▶ [YOUR INSTRUCTIONS]: An image-free reproduction of the data below is needed: print it exactly.

▶ [SOURCE INFORMATION]:
□ □ □ □

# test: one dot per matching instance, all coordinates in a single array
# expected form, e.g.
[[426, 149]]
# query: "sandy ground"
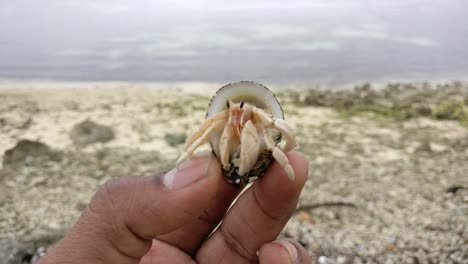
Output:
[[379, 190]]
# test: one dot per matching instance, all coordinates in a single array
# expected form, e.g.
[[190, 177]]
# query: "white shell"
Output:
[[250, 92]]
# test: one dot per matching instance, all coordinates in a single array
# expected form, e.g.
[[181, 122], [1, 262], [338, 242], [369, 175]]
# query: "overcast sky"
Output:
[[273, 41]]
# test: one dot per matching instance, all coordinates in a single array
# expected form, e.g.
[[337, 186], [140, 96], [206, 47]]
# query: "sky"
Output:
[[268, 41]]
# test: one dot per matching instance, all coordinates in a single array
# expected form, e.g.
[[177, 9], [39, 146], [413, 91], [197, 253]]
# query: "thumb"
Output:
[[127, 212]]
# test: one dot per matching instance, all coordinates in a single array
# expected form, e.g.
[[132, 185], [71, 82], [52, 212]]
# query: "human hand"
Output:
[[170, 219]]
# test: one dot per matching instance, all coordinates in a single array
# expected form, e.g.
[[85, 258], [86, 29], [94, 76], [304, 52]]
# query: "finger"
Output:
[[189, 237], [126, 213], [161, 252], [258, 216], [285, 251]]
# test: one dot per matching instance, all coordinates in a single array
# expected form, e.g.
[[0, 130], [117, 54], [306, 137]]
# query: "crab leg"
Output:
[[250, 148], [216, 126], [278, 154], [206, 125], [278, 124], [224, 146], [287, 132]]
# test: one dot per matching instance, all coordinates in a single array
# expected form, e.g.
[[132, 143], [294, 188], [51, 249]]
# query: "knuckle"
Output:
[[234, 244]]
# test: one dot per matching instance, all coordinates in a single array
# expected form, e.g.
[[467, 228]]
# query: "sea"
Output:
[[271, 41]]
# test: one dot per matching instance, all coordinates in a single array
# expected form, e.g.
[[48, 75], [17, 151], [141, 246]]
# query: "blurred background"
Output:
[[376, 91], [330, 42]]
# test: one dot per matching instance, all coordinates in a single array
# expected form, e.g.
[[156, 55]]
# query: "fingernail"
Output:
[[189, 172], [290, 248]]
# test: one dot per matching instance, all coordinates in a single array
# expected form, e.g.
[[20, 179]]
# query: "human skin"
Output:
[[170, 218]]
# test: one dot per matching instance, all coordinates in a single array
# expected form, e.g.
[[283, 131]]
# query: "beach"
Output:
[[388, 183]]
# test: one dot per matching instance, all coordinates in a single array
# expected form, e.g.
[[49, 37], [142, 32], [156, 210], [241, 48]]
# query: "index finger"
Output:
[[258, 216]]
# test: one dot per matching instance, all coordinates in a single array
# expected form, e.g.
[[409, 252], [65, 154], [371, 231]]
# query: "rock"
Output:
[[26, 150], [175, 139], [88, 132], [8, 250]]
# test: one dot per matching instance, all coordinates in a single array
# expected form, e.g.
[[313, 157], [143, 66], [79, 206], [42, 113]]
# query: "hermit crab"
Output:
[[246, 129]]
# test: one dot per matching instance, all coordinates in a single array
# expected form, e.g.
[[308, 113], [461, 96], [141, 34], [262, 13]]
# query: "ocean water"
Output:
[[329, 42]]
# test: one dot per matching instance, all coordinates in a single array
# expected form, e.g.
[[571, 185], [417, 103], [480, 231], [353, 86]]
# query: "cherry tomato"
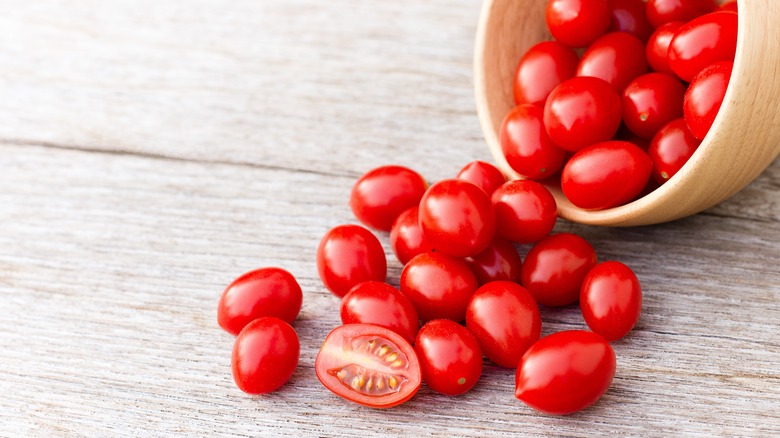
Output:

□ □ □ □

▶ [EXERCISE OUTPUT]:
# test: one dot per matching instance, all coordinates in a single array
# expected form, e.g.
[[426, 149]]
# query: "sandy ground"
Output:
[[379, 190]]
# test: one dot per matching instance, all coordinates in a single array
# expected form, e.g.
[[190, 177]]
# query: "white shell"
Output:
[[250, 92]]
# test: one dot per matching instance, all coordinates in a single array
# expected form, e.g.
[[181, 122], [1, 262], [338, 242], [369, 175]]
# query: "overcast sky"
Output:
[[273, 41]]
# test: one dot per matching instance, all coordinates in a single array
# expected form, e.g.
[[337, 186], [140, 96], [206, 47]]
# query: "sky"
Output:
[[268, 41]]
# test: one dot per matching instance, all coordinates in a single array
# expected form, e.g.
[[177, 9], [39, 146], [413, 91], [197, 253]]
# query: "thumb"
Output:
[[127, 212]]
# test: one dot per matching instance, all coordinates in a single array
# expected form, e.g.
[[132, 185], [71, 82], [52, 212]]
# query: "human hand"
Output:
[[170, 219]]
# test: one dot per matching instance, all coordinates in a single array
# expected form, e.g.
[[85, 258], [86, 29], [94, 76], [304, 52]]
# query: "finger"
Output:
[[189, 237], [126, 213], [161, 252], [258, 216], [285, 251]]
# test: one dot per matching instance, all coordinates in a single array
# expected form, e.g.
[[0, 130], [117, 54], [306, 137]]
# query: "crab leg"
Output:
[[250, 148], [216, 126], [278, 154], [206, 125], [278, 124], [224, 146], [287, 132]]
# test: one dot per matching instance, all coordinates in a single array
# expected form, e.g.
[[132, 143], [294, 188], [51, 249]]
# query: "knuckle"
Output:
[[234, 244]]
# test: one dot per matching instance, all coordinates in a single array
# expected form, e.g.
[[467, 228]]
# query: "sea"
Output:
[[271, 41]]
# test: one dot per matching instance, all coordinates in a single array
# expected form, e.g.
[[48, 75], [17, 151], [141, 246]]
# query: "blurred background"
Output:
[[376, 91], [330, 42]]
# test: one dot per matching instance, all coordinates in a single array
# expected form, e.g.
[[156, 55]]
# query: "fingernail"
Output:
[[189, 172], [290, 248]]
# test: one dot per matching instance, all coordinates in a single array
# expected form, e.g.
[[20, 179]]
# query: "human skin"
Output:
[[170, 218]]
# test: one dot per matching instance, all coordinates in a single array
# expected form, e.g.
[[283, 131]]
# query: "beach"
Output:
[[388, 183]]
# test: one dot per matching instance, all coordinates in a single array
# expected form, e.g.
[[49, 37], [142, 32], [156, 210], [241, 48]]
# query: "index finger"
Output:
[[258, 216]]
# test: one dot per matching instance, all coordinates in a single array
# expected form, e.g.
[[409, 252], [65, 154], [371, 231]]
# query: "rock"
Output:
[[26, 150], [175, 139], [88, 132], [8, 250]]
# test: one dot per matching instance, all coordinates in a single array
# expected form, e.g.
[[313, 157], [143, 66], [79, 206], [42, 113]]
# query: "hermit crab"
Output:
[[246, 129]]
# test: one dot per matching instance, all coordinates in a single array
# expected form, e.g.
[[308, 113], [461, 96], [141, 34], [262, 13]]
# query: "ocean water"
Output:
[[329, 42]]
# test: one dot per matching instance, all coordinates in a single array
# expected form, e.g.
[[571, 185], [417, 103], [480, 231], [353, 86]]
# query: "cherry tomato"
Output:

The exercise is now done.